=== Lo que se pide ===
Reproduce literalmente el pasaje del texto sobre la corrupción en México que comienza en "Frente a la" y termina en "hoy en día.".

Ilustración de Patricio Betteo, cortesía de Nexos.

 

Frente a la magnitud de la corrupción y la impunidad que los mexicanos han presenciado en todos los sectores del gobierno y ámbitos de la vida privada, es tentador preguntarse: ¿cuándo permitimos que la deshonestidad y el desfalco llegaran a los niveles que ahora asfixian al ciudadano? No existe una respuesta concreta para la pregunta que concierne temas tan complejos como la corrupción y la ética del ser humano. Sin embargo, existen ciertos puntos temporales en los que es útil empezar el análisis, y la etapa colonial de México es un ejemplo claro. La época de la Nueva España concretó una estructura y mentalidad que incentivaba el abuso de autoridad y enriquecimiento a costa del bien común. Esto fue resultado de una diversidad de factores cuyas consecuencias todavía apreciamos hoy en día.

=== Datos proporcionados ===

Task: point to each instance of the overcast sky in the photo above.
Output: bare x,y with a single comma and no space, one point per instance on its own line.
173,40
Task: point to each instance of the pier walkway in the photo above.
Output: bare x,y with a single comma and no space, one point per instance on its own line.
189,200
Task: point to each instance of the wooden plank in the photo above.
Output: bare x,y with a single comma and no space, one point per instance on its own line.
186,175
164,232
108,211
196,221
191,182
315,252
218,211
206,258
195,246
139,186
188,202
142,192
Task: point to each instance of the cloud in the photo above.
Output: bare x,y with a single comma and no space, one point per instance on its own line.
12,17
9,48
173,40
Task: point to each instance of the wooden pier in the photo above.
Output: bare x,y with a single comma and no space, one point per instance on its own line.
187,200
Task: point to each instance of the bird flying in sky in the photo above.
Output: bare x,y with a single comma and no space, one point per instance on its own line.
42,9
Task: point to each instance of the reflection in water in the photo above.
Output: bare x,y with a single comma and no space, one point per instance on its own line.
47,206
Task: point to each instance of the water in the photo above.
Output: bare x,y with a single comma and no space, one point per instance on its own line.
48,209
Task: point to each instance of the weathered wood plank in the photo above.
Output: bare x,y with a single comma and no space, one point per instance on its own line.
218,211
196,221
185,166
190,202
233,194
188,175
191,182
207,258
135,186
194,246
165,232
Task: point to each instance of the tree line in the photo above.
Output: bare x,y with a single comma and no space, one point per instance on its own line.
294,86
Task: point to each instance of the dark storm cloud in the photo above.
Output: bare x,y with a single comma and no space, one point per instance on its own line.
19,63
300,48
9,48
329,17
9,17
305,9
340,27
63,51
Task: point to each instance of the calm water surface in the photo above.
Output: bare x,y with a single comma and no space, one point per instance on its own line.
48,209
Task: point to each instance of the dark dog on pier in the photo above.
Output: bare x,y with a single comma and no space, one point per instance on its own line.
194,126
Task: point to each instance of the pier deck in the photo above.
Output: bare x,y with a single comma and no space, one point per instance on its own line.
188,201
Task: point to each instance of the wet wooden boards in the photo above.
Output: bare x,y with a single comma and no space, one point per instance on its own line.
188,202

=== Respuesta escrita ===
Frente a la magnitud de la corrupción y la impunidad que los mexicanos han presenciado en todos los sectores del gobierno y ámbitos de la vida privada, es tentador preguntarse: ¿cuándo permitimos que la deshonestidad y el desfalco llegaran a los niveles que ahora asfixian al ciudadano? No existe una respuesta concreta para la pregunta que concierne temas tan complejos como la corrupción y la ética del ser humano. Sin embargo, existen ciertos puntos temporales en los que es útil empezar el análisis, y la etapa colonial de México es un ejemplo claro. La época de la Nueva España concretó una estructura y mentalidad que incentivaba el abuso de autoridad y enriquecimiento a costa del bien común. Esto fue resultado de una diversidad de factores cuyas consecuencias todavía apreciamos hoy en día.